* _Records for this task_

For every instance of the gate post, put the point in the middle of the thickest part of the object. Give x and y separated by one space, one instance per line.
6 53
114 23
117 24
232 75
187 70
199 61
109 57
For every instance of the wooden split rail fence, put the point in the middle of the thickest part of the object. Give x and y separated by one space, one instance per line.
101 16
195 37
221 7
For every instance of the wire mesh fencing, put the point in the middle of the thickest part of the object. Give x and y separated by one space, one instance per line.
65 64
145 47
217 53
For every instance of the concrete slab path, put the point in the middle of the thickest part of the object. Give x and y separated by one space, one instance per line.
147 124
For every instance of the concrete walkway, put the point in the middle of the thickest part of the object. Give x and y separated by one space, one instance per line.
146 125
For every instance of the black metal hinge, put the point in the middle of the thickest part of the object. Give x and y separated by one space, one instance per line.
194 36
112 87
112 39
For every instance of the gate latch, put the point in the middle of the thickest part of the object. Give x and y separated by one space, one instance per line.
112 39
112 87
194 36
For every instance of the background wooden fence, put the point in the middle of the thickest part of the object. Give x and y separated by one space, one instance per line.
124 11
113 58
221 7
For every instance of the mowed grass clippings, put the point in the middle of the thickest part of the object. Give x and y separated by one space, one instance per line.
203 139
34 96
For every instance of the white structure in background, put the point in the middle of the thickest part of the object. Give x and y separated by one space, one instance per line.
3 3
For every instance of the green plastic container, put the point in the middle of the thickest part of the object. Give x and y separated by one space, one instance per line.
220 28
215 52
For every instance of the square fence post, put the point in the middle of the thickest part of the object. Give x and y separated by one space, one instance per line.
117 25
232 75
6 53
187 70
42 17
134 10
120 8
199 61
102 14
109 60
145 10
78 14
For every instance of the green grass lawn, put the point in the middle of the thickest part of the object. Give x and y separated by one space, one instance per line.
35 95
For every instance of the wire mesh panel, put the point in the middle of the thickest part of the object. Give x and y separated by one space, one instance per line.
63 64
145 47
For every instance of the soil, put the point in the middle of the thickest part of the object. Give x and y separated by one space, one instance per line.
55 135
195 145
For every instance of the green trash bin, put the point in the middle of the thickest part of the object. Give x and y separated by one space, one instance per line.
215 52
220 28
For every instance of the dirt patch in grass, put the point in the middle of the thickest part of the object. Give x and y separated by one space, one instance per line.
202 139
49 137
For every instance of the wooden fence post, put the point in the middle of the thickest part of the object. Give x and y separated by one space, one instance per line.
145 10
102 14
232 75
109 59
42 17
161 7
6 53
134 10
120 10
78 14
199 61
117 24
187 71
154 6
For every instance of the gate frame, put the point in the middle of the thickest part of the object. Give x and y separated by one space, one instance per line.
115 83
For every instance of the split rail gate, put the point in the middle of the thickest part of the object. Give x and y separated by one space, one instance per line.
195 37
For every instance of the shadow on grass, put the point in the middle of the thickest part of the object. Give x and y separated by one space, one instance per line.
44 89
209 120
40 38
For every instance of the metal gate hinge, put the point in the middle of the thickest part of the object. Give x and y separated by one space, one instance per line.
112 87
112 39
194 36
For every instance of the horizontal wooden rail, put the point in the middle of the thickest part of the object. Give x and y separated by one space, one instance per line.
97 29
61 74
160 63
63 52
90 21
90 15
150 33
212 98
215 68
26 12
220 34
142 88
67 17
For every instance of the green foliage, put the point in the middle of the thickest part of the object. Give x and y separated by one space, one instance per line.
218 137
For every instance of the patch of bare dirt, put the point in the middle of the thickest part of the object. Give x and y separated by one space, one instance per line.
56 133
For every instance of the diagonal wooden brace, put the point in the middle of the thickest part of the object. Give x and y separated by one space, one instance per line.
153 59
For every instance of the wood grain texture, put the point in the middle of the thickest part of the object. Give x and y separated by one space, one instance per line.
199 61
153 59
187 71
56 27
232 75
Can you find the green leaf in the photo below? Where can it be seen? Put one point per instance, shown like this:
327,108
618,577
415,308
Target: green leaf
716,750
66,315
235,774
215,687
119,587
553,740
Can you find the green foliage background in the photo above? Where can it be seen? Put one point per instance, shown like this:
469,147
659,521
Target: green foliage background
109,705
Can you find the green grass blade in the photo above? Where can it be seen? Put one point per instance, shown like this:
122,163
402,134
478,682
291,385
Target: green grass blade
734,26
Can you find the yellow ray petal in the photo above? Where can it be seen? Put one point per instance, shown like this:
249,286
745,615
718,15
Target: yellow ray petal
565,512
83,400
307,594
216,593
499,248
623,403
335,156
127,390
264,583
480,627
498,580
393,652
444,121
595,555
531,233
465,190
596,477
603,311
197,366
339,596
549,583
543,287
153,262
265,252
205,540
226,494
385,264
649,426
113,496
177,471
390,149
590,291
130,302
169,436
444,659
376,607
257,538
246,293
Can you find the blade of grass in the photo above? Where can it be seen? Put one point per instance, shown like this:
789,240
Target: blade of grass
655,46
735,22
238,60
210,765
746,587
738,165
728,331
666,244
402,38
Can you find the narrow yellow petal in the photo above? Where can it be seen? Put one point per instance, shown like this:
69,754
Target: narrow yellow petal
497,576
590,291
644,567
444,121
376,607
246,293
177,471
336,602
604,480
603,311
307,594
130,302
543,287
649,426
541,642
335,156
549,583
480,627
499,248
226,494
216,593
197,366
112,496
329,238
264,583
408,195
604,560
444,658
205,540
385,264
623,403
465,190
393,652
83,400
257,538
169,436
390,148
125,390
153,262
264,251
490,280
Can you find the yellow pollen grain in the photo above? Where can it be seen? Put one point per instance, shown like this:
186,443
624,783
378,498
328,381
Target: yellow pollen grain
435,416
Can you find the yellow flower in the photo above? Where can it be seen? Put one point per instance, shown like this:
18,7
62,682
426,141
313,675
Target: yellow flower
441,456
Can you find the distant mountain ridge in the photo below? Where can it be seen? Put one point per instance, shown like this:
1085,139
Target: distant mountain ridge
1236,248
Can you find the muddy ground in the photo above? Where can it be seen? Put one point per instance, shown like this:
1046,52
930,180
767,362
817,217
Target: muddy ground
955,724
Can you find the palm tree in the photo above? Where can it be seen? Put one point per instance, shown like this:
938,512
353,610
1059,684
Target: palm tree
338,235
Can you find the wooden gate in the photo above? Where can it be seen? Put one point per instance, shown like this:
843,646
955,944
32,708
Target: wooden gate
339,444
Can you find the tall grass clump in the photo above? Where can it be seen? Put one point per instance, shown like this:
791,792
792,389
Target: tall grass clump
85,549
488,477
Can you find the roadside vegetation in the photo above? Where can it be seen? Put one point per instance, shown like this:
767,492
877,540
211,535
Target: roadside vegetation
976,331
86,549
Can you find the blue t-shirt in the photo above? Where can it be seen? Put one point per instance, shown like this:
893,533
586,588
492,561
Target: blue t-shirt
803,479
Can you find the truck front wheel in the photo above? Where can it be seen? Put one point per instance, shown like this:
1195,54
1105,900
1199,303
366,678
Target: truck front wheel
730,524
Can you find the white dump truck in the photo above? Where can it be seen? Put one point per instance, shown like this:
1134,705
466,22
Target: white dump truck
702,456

* _Stated exercise_
Beginning at the line containing "Can you find the tall", repeat each line exactly through the last line of the entries, and include no other lines.

* _Task answer_
Can you find the tall grass clump in the photo above? Where can it be seen? Put one point per instance, shown like this:
791,792
792,389
Target: tall grass clump
85,549
488,477
Can you find the roadside vegetation in the photo above? Where can it be seen? Put one point per instance, shown like this:
767,492
877,540
211,535
Target: roadside vegetation
976,331
86,549
Can you find the blue t-shirt in the photo above? Where can it be seen? Put one point per instance, shown like this:
893,533
586,588
492,561
Target: blue t-shirt
803,479
Can you find the truck front wheel in the photo above? Where can it be seen? Put one point per instance, shown like this:
1195,54
1105,900
1199,303
366,678
Target: truck front wheel
730,524
Can you find the white dump truck in the photo above? Where can it be seen? Put one point per instance, shown like this:
1134,705
466,22
Target: white dump truck
702,456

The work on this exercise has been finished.